[What to produce]: Images are not part of the copy; transcribe all the data exactly.

##### Records for the task

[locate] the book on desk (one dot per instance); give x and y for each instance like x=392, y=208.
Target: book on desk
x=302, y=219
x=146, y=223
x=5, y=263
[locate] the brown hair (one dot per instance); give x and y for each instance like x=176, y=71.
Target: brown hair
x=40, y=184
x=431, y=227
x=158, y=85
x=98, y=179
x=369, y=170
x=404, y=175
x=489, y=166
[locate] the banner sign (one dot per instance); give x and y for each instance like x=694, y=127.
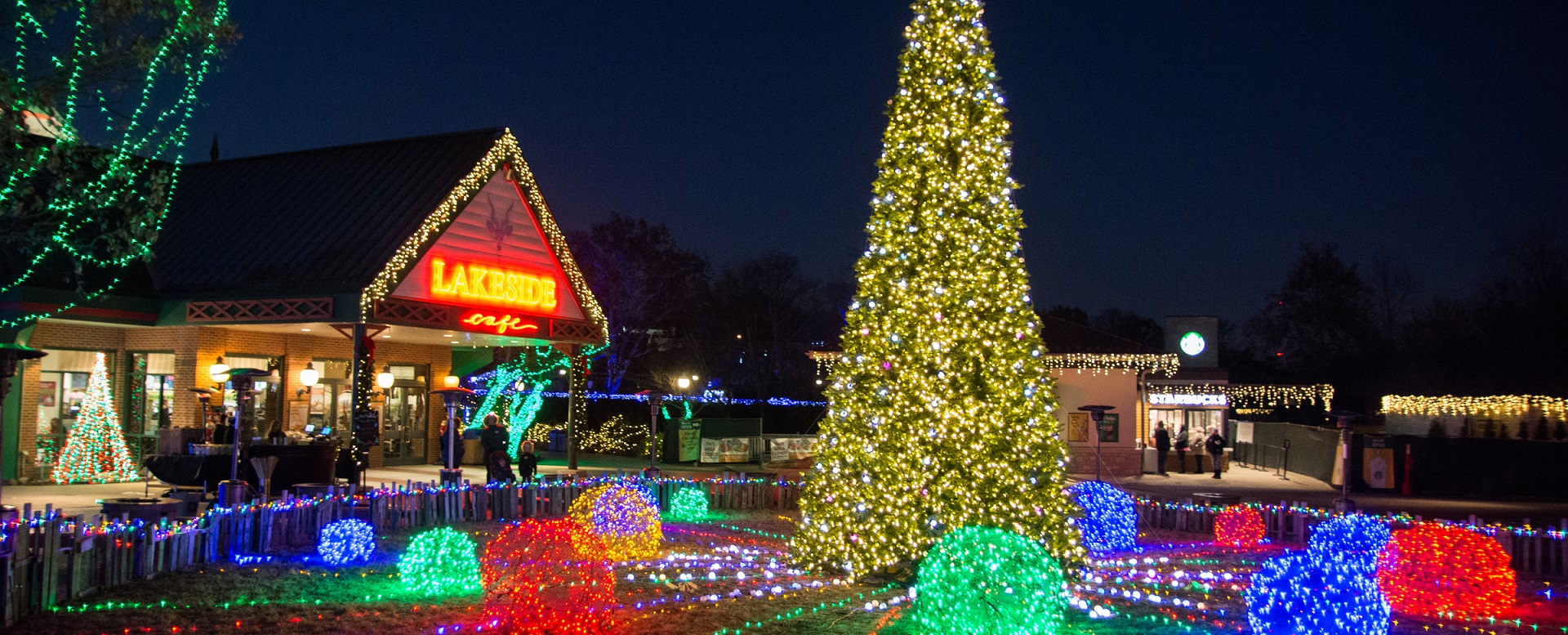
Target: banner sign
x=789, y=449
x=726, y=450
x=1377, y=463
x=690, y=440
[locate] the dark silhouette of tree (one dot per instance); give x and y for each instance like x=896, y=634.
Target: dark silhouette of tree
x=647, y=284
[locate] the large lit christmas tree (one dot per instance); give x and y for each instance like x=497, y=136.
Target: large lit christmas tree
x=96, y=445
x=941, y=408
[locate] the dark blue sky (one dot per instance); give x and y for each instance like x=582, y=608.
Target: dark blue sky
x=1174, y=154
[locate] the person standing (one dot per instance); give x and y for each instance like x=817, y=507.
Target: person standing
x=528, y=462
x=1215, y=447
x=1162, y=447
x=494, y=441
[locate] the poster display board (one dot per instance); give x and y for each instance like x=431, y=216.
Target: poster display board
x=690, y=440
x=791, y=449
x=726, y=450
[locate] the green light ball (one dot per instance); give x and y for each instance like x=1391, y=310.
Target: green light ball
x=441, y=561
x=688, y=503
x=982, y=580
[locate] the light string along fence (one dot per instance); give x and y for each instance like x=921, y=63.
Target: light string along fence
x=1542, y=551
x=59, y=558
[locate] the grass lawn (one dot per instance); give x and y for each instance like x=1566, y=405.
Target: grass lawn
x=1196, y=587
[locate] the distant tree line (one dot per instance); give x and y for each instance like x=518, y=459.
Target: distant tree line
x=746, y=327
x=1372, y=333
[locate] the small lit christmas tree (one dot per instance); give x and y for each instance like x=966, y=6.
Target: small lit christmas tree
x=96, y=445
x=941, y=408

##########

[Completed task]:
[locate] the book on desk (one dot per instance); give x and y for each instance like x=392, y=208.
Target: book on desk
x=302, y=219
x=146, y=223
x=5, y=263
[locate] the brown hair (one dot per instance); give x and y for each instance like x=176, y=71.
Target: brown hair
x=40, y=184
x=431, y=227
x=158, y=85
x=98, y=179
x=369, y=170
x=404, y=175
x=489, y=166
[locate] the banner sign (one dot per instance); give x and y for each instance like x=694, y=127.
Target: banner sign
x=789, y=449
x=726, y=450
x=1377, y=463
x=690, y=440
[locate] the dark silhouette of tree (one dot per instance); give x and y for each instance like x=896, y=634.
Target: dark silhouette of tree
x=647, y=284
[locate] the large lit christmas tree (one dot per instance); give x and y for each instance like x=497, y=136.
Target: large lit christmas tree
x=96, y=445
x=941, y=408
[locate] the dark blue sky (one dot per instance); give x and y for each instance like x=582, y=608.
Target: dark blue sky
x=1174, y=154
[locate] the person standing (one dot per instance); give x and y for each instance like x=817, y=507.
Target: person standing
x=528, y=462
x=1215, y=447
x=1162, y=447
x=494, y=441
[locate] the poster display board (one dot per instance); give x and y for each instance like x=431, y=216.
Target: poster display board
x=690, y=440
x=791, y=449
x=726, y=450
[locate] the green light ball (one dot per instance); give x and y for each instance like x=1391, y=310.
Target: green light ball
x=441, y=561
x=688, y=503
x=982, y=580
[locate] the light string along fence (one dot per instance); give x and y for each instance like x=921, y=63.
Target: light string along fence
x=1542, y=551
x=59, y=558
[locate] the grass lawn (one dot per instance); give x and y for each instance like x=1566, y=405.
Target: grass lawn
x=1196, y=587
[locate] the distant tree line (one dot per instance); give x and y for each instance like x=518, y=459.
Target: distant tree line
x=746, y=327
x=1372, y=333
[locate] the small lit christmas tree (one dot per instance); give x and y for each instance like x=966, y=6.
Target: small lit christmas tree
x=96, y=445
x=941, y=408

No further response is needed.